SHORT PROBLEM:
Please copy, without changes, the lines of the records below from the one holding "Where can the wheel" through the final line, both ends included.

(Dataset records on object locations)
——————
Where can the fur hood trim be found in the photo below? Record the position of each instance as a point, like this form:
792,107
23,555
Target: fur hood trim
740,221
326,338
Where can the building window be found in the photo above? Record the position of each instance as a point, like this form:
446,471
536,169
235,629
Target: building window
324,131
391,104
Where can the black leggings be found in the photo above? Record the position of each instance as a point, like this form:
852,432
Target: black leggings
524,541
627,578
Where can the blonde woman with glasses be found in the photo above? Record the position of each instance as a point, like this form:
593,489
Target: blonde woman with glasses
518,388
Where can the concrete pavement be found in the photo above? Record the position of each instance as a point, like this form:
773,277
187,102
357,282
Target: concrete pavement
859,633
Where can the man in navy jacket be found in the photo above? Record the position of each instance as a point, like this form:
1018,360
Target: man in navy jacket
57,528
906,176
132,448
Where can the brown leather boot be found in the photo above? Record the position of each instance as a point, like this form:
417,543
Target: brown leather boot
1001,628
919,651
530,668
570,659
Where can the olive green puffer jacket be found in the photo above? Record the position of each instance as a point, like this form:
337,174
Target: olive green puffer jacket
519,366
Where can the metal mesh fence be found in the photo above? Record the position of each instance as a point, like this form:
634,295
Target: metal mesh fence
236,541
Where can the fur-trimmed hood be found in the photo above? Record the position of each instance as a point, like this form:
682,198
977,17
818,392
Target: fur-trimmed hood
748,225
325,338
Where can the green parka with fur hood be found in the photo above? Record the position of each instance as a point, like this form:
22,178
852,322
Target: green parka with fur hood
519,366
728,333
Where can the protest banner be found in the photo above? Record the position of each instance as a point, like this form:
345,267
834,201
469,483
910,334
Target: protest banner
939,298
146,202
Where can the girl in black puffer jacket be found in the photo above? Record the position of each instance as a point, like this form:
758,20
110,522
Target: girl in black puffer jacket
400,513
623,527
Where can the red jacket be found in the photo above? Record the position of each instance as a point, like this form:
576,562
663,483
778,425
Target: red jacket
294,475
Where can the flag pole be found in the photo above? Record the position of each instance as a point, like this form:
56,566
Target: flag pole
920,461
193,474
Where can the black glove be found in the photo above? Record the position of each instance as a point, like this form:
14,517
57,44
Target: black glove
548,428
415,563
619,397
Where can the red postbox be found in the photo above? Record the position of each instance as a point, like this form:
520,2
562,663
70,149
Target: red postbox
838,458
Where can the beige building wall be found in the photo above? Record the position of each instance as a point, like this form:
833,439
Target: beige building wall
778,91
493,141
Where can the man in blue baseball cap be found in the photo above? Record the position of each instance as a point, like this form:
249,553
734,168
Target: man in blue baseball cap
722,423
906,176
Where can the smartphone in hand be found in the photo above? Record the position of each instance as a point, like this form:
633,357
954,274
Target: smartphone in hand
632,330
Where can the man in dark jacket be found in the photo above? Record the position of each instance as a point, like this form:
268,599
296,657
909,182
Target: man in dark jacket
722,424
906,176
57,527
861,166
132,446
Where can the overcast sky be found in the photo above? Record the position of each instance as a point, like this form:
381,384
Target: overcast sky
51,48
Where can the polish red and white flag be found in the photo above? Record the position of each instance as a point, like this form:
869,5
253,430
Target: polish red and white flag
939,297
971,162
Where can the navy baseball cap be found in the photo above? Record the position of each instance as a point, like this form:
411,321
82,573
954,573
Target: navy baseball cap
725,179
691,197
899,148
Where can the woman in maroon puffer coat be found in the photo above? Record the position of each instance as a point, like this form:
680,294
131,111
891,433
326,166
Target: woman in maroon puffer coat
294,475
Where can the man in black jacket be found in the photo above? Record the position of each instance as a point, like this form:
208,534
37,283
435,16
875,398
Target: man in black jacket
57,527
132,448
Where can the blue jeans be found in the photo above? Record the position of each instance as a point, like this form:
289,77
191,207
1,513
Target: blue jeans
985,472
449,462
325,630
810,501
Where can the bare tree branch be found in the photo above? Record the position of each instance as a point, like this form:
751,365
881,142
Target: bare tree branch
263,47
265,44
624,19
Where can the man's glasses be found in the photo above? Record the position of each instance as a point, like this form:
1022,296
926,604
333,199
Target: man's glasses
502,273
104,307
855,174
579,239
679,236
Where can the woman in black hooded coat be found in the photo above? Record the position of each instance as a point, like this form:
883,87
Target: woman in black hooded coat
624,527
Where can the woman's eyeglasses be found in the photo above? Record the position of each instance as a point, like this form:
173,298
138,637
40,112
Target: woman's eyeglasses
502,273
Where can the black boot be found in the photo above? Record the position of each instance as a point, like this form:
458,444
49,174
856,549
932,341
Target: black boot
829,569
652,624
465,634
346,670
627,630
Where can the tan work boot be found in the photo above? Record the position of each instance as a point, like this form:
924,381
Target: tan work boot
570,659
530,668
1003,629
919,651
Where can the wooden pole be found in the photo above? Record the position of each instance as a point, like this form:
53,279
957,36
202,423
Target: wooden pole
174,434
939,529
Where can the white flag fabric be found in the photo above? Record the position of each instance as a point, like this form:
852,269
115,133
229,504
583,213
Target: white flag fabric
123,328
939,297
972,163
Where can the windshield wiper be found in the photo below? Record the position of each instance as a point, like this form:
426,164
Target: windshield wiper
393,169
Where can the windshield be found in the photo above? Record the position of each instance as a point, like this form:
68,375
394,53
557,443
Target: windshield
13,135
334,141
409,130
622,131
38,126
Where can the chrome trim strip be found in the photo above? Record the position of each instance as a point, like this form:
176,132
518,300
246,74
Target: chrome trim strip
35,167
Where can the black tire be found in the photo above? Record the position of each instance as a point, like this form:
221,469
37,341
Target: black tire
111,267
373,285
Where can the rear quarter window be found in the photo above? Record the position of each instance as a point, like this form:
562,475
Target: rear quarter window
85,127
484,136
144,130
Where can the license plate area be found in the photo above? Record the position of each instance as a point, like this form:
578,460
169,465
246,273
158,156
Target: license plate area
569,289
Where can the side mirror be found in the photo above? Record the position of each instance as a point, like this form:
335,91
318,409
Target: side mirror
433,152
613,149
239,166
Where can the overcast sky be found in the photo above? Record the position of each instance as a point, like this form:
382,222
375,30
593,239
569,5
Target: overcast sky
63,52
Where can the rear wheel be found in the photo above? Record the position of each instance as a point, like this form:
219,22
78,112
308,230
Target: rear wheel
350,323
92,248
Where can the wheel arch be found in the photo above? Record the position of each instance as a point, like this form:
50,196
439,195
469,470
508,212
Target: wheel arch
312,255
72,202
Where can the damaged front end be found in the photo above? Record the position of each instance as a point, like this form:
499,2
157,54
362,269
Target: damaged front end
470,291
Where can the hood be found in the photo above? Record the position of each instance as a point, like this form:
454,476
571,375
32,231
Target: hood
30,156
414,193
——————
RESPONSE TO THE EXERCISE:
Where can the wheel arch be found in the photo above? Record the position of each instance as a point, like this form:
50,196
439,195
469,470
508,212
Target: wheel arch
312,255
72,202
Where can the damaged front end be found in the photo above? Record the position of each instance as a point, like this form:
499,2
157,54
362,269
Target: damaged front end
470,291
Where can the hood be found in the photo above? Record the position of each instance as a point, like this form:
454,476
571,375
32,231
Target: hood
30,156
414,193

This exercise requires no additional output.